Supplied text:

***

Statue of Owen Bradley playing piano, in the park that bears his name. Image courtesy of MHCF.
Music Row Neighborhood
Nashville’s Music Row—it is arguably the most concentrated creative center in the world. This less-than-two-square mile area houses all of the major components of the music industry. The area is also historic—once part of the sprawling antebellum estate of Judge Oliver Hayes. His daughter Adelicia Acklen built the Belmont Mansion in 1853. After her death, the estate was sub-divided and sold as plots for houses in the late nineteenth century. Many of the remaining historic homes you will pass today were built during this era. The center of the estate, including the mansion itself, was sold to Susan Heron and Ida Hood, who opened Belmont College for Young Women in 1890. In 1913, Belmont merged with Ward Seminary to become the Ward-Belmont School.
WSM, the famed radio station of the Grand Ole Opry, maintained their broadcasting center at Ward-Belmont from the 1920s to the 1940s. In 1951, the school became a co-ed, four-year college, which is today’s Belmont University. So what is Music Row? There are the physical boundaries from Music Square East to Music Square West and from Demonbreun Street to Wedgewood Avenue. Music Row is also shorthand for the music business.

***

Data items

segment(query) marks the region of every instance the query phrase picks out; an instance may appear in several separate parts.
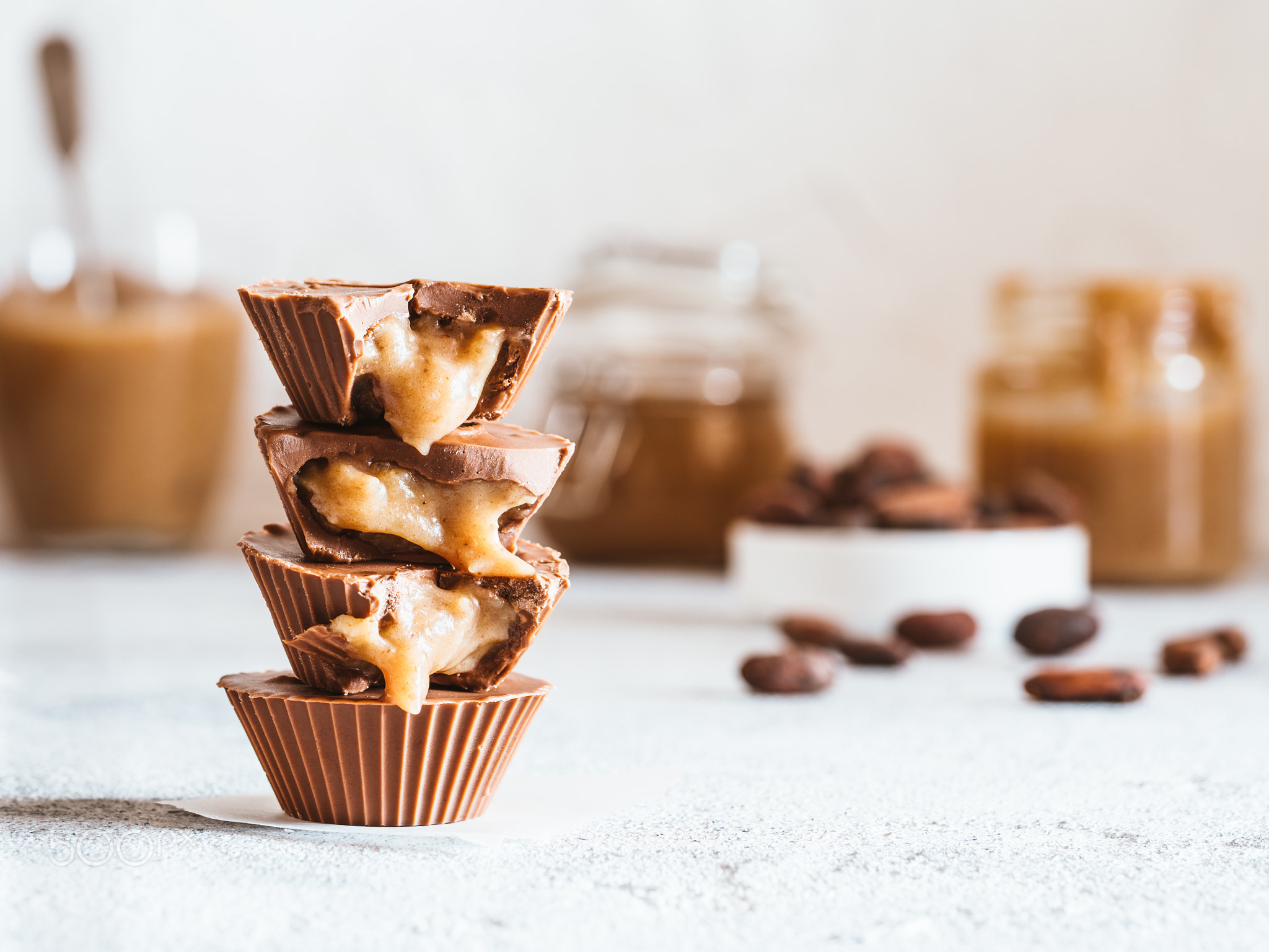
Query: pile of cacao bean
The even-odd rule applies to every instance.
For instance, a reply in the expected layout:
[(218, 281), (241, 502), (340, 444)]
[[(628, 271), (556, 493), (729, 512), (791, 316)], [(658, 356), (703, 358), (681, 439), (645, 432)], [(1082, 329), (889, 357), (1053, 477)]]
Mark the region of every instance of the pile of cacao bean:
[(976, 496), (964, 486), (935, 479), (907, 443), (887, 440), (868, 444), (838, 470), (796, 465), (783, 479), (751, 493), (744, 515), (786, 526), (1023, 528), (1079, 522), (1080, 503), (1038, 470), (1008, 493)]
[[(1014, 641), (1028, 655), (1051, 658), (1086, 645), (1098, 633), (1098, 617), (1089, 608), (1044, 608), (1018, 621)], [(966, 647), (978, 626), (968, 612), (917, 612), (900, 618), (884, 640), (864, 638), (836, 622), (807, 614), (780, 619), (783, 651), (750, 655), (740, 675), (760, 694), (811, 694), (832, 684), (840, 661), (853, 665), (902, 665), (916, 650)], [(1226, 626), (1164, 642), (1160, 668), (1165, 674), (1207, 675), (1225, 664), (1241, 661), (1247, 638)], [(1146, 693), (1146, 675), (1127, 668), (1044, 668), (1023, 689), (1036, 701), (1137, 701)]]

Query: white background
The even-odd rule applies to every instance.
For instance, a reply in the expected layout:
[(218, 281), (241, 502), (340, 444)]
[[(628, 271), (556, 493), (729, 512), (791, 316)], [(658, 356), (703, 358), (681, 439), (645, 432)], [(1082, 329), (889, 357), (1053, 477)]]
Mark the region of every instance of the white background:
[[(797, 438), (826, 458), (897, 432), (968, 472), (1008, 268), (1227, 273), (1269, 358), (1269, 5), (8, 0), (4, 19), (0, 261), (60, 216), (34, 71), (58, 29), (95, 215), (135, 267), (169, 209), (226, 294), (567, 284), (614, 232), (745, 236), (801, 275)], [(275, 518), (249, 420), (280, 396), (253, 348), (218, 542)]]

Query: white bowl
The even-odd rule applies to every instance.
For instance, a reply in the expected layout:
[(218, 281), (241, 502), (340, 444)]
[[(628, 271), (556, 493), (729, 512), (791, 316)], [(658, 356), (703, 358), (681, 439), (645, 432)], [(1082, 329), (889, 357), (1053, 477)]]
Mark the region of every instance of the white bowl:
[(966, 611), (981, 641), (1004, 644), (1039, 608), (1089, 599), (1080, 526), (871, 529), (736, 522), (727, 574), (751, 618), (802, 612), (859, 635), (887, 635), (910, 612)]

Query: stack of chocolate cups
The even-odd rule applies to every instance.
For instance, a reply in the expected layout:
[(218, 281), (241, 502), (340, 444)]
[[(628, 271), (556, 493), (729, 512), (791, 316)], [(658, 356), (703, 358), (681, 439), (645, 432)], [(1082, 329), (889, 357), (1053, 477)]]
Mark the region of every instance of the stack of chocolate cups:
[(551, 685), (516, 661), (569, 586), (520, 538), (572, 444), (497, 420), (567, 291), (239, 289), (291, 406), (256, 418), (289, 527), (239, 543), (291, 673), (220, 680), (292, 816), (480, 816)]

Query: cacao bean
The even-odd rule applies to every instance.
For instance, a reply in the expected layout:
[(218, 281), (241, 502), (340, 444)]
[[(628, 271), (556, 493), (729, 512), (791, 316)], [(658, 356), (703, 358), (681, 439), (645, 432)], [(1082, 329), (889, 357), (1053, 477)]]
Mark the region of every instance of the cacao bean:
[(832, 659), (824, 651), (801, 649), (750, 655), (740, 677), (760, 694), (813, 694), (832, 684)]
[(1242, 633), (1241, 628), (1232, 626), (1217, 628), (1212, 632), (1212, 637), (1221, 646), (1221, 654), (1225, 655), (1226, 661), (1241, 661), (1242, 656), (1247, 654), (1247, 636)]
[(867, 638), (846, 638), (838, 645), (851, 664), (869, 666), (893, 666), (904, 664), (912, 656), (912, 646), (900, 638), (891, 641), (871, 641)]
[(877, 524), (892, 529), (963, 529), (977, 518), (973, 498), (959, 486), (895, 486), (872, 503)]
[(1169, 674), (1211, 674), (1225, 663), (1221, 642), (1211, 635), (1174, 638), (1164, 645), (1164, 670)]
[(1098, 633), (1098, 618), (1082, 608), (1043, 608), (1023, 616), (1014, 627), (1014, 641), (1032, 655), (1061, 655), (1090, 641)]
[(1146, 693), (1146, 678), (1123, 668), (1046, 669), (1023, 683), (1037, 701), (1126, 703)]
[(978, 630), (968, 612), (917, 612), (901, 618), (895, 632), (917, 647), (957, 647)]
[(836, 649), (850, 637), (835, 621), (815, 614), (787, 614), (780, 618), (779, 627), (784, 637), (797, 645)]

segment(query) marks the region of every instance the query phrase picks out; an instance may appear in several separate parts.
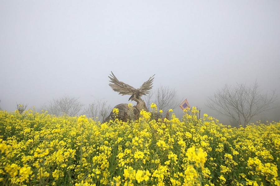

***

Stated problem:
According to the Music Row passage, in what year did Belmont merge with Ward Seminary? Please answer with the year only. The listing above stands apart from the Music Row passage.

Exercise solution:
1913